# [Énoncé]
Dites-moi, s'il vous plaît, combien d'élèves la petite école perdra à la prochaine rentrée selon l'extrait du document.

───── Extrait du document ─────

En voici le déroulé pour les écoles maternelles et élémentaires de notre pays : en octobre, transmission par les services des prévisions d’effectifs d’élèves de l’année suivante au rectorat et au ministère ; en décembre, notification du ministère à l’académie du nombre de postes d’enseignants et répartition par le rectorat desdits postes entre les départements ; en décembre encore, projets de retraits et d’affectations des postes préparés par le directeur académique ; en janvier, information descendante vers les maires concernés, pour la forme uniquement et sans autre faculté pour eux que celle d’une vaine contestation ; en février, avis consultatif du conseil départemental de l’éducation nationale, la décision définitive étant prise par l’inspecteur et matérialisée par un arrêté ; en mai, retour par les directeurs d’école de l’état des élèves inscrits ; en juin, ajustement des retraits et affectations après un nouveau comité technique paritaire départemental ; en septembre, ultimes ajustements au regard des effectifs constatés le jour de la rentrée et derniers comités techniques et commissions administratives paritaires pour décider de l’affectation des personnels.

Quelques jours après la rentrée, au terme de onze mois de procédure, c’est la fin de l’opération de l’année N et le début de l’opération N+1. L’usine à gaz peut redémarrer.

Pour notre petite école, la procédure sonne comme un couperet. À la prochaine rentrée, elle perdra trois élèves. Le calcul a été simple pour M. l’inspecteur d’académie : trois élèves en moins, un poste d’enseignant en moins, c’est donc une classe qui ferme.

Qu’importe la volonté du maire ou les projets de la commune : la décision est prise, l’administration s’est prononcée et sa sentence est irrévocable.

Telle est l’issue de ce rituel immuable, qui sent bon la IVe République.

Rituel qui, eu égard à la multitude d’acteurs mobilisés et aux moyens déployés, s’assimile de plus en plus à un paroxysme de lourde bureaucratie : chaque strate administrative est appelée à se prononcer tour à tour pour ne retenir, au bout du compte, que la décision du directeur académique des services de l’éducation nationale (Dasen).

Rituel dont la complexité et la récurrence pourraient nous faire sourire s’il ne décidait pas, année après année, de l’avenir de nos écoles et de nos communes.

───── Jeu de données ─────

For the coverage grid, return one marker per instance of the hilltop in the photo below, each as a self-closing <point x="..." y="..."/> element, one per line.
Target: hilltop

─────
───── Jeu de données ─────

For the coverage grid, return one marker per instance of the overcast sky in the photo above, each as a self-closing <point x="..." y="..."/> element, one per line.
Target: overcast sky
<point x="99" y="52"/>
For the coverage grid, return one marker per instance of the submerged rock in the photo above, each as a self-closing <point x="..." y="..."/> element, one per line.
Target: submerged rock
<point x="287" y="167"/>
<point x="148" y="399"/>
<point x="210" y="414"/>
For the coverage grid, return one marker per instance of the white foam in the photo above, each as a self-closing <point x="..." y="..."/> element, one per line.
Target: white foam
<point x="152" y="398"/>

─────

# [Résultat]
Elle perdra trois élèves.